» **Extract to read**
--
Sunday, August 22, 2010

Glasgow, Venn-diagrams and The Festival

The Edinburgh Festival

In the spring, while trying to decide how to best prepare for my dissertation and the associated, short-prep-time trial-lecture, I had the great luck of being hunted down by one of the up and coming names in the functional genomics of hypertension. After my talk at the ESH meeting in Oslo, when I was heading directly to the air-port, Martin McBride ran me down to suggest that we should compare our data-sets. The result was that two weeks before my dissertation, just as the title of my trial-lecture had been announced, I went to Scotland for four days to work on something completely different.

Our data-set is from the mRNA expression profiling of old rats with hypertension and slow developing kidney damage, while his is from salt-challenged stroke prone spontaneously hypertensive rats that develop kidney damage very quickly. By combining these datasets we hoped to learn something about the common pathways for kidney damage in our different models.

With Martins, and the Glasgow group's great experience with these kind of things we managed to get our data into comparable formats in just under four days. The next step was actually comparing the changed genes. To do this we basically want to check which genes popped up in both of our sets, an onerous task but one greatly simplified by the use of Venn-diagrams (John Venn FRS, Symbolic Logic, 1881).

John Venn FRS

Basically you represent each data-set as an area, for example a circle, and by intersecting these you can illustrate the set of common items. We started with a simple online-tool that can make 2 to 4-way Venn diagrams. But soon progressed to running the comparisons in R with a little help from Glasgow statistician John McClure.
--
(Dataset entries)
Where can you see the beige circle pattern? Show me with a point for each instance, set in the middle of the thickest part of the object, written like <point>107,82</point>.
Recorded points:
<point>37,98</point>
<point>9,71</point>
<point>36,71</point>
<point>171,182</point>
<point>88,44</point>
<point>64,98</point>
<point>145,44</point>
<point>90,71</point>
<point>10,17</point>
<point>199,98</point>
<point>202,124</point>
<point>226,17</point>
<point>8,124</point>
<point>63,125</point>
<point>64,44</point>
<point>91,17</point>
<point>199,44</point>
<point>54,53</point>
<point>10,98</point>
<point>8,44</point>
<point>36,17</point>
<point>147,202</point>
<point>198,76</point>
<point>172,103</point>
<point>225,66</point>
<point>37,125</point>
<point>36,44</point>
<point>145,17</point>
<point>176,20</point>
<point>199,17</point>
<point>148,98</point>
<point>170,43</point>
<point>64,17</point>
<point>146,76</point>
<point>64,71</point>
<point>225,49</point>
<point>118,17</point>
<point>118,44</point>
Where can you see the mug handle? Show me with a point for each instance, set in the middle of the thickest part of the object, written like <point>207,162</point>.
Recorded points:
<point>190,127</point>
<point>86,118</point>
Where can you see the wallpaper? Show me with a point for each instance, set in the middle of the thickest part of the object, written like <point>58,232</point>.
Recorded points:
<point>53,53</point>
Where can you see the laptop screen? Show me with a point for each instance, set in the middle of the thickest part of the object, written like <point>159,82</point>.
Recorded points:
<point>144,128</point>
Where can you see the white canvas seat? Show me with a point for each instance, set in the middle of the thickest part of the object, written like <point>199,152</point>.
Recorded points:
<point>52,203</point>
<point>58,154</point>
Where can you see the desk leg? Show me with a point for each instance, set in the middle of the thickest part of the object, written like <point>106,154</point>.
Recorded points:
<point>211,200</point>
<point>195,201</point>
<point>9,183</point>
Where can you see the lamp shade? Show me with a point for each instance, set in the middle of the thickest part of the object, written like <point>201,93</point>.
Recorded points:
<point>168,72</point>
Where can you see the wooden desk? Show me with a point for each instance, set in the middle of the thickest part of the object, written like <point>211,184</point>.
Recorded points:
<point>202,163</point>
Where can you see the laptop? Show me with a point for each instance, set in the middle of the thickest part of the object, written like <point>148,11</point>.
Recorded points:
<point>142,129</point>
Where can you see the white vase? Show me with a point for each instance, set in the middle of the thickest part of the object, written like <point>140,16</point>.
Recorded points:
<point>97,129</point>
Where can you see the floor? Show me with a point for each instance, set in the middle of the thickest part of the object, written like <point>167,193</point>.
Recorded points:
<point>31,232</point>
--
» **Your instructions**
Answer these questions using the blog post about the Glasgow visit.
(a) At which meeting did the author give the talk after which Martin McBride approached?
(b) For how many days did the author go to Scotland?
(c) Who helped with running the comparisons in R?
The listing comes from a source separate from the text.

» **Solution below**
(a) The ESH meeting in Oslo.
(b) Four days.
(c) John McClure, a Glasgow statistician.